* _TASKS_
A. In the article on state attorneys general and the CDA safe harbor, which two words do the AGs ask Congress to insert into the statute?
B. Continue the article on state attorneys general and the CDA safe harbor, picking up after its final sentence.
start PAGE EXCERPT
Privacy

State AGs To Seek Major Changes to CDA Safe Harbor

Published: Jul. 09, 2013

Updated: Oct. 05, 2020

State Attorneys General have announced their intention to press Congress to narrow the immunity provisions of the Communication Decency Act (“CDA”), 47 U.S.C. § 230,  to exempt state criminal prosecutions from the CDA safe harbor.  It was signaled at last month’s NAAG meeting that the group of AGs would make public its full proposal in the near future.

The Impending Proposal to Narrow CDA Immunity

The CDA has long insulated online service providers from liability for crimes that are based on the actions or speech of their users.  A narrow exception to the CDA holds that it does not “impair the enforcement of . . . any . . . Federal criminal statute.”  However, federal prosecutions of online platforms have been rare – confined to instances where federal prosecutors can argue that an online platform has aided and abetted violations of federal law (e.g., regarding online gambling advertising).

This exception does not of course apply to violations of state criminal statutes – a vastly greater and more varied set of laws.  But a group of State AGs (“AGs”) are seeking to change that, and submitting a letter to Congress requesting the insertion of two words – “or state” – where the CDA exempts cases brought under a “Federal criminal statute.”   (This was described at the summer NAAG meeting in mid-June, by Attorney General Jackley of South Dakota, who is leading this effort along with Washington AG Bob Ferguson and Missouri AG Chris Koster).  The NAAG (National Association of Attorneys General) proposal is expected to be sent to Congress by mid-July.
end PAGE EXCERPT
start COLLECTED DATA
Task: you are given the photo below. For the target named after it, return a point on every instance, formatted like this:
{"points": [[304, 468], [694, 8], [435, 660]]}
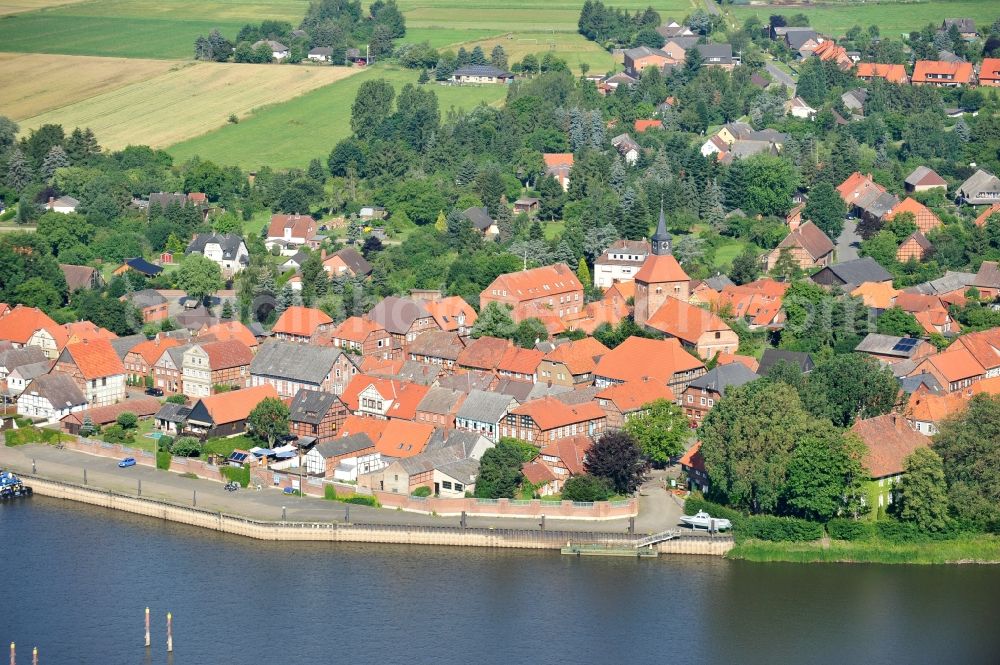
end COLLECTED DATA
* _SOLVED TASKS_
A. "or state"

B.
The amendment being discussed would arm Attorneys General (and other prosecutors) with a broad arsenal of state statutes to brandish against online service providers, web publishers, social networks, gaming platforms and ISPs.  The history of State AG actions and public campaigns suggests that State AGs would aggressively use such authority — individually and collectively — to threaten (or charge) online platforms regarding user content or interactions that AGs regard as objectionable.  Likewise, under such an amendment, AGs and legislative partners would likely pass laws placing new burdens on online platforms, which today would be blocked by the CDA.  (As the CDA also prohibits “liability . . .  under any State or local law that is inconsistent with” its safe harbor.)

Prior Efforts by AGs to Impose Liability on Online Platforms

This AG effort comes after a decade of influential but sometimes legally fruitless efforts by State AGs to police and restrict online service providers – efforts often fueled by AG concerns around free and open interaction on the Internet, and the access the Internet can offer children.  AGs have in turn often been frustrated by and wary of innovative and disruptive technologies and eager – say more jaded observers – to win political points by stoking moral panic.

I witnessed this dynamic close-up as head of the New York AG’s Internet Bureau for six years, as AGs – individually and collectively – often threatened civil and criminal charges against new and disruptive social and business platforms.  Sometimes, criminal complaints were sworn (though rarely filed) against tech executives, particularly in cases where AGs perceived risks to children.  In each of these instances, cooler heads prevailed – usually because CDA immunity short-circuited drastic or overzealous measures.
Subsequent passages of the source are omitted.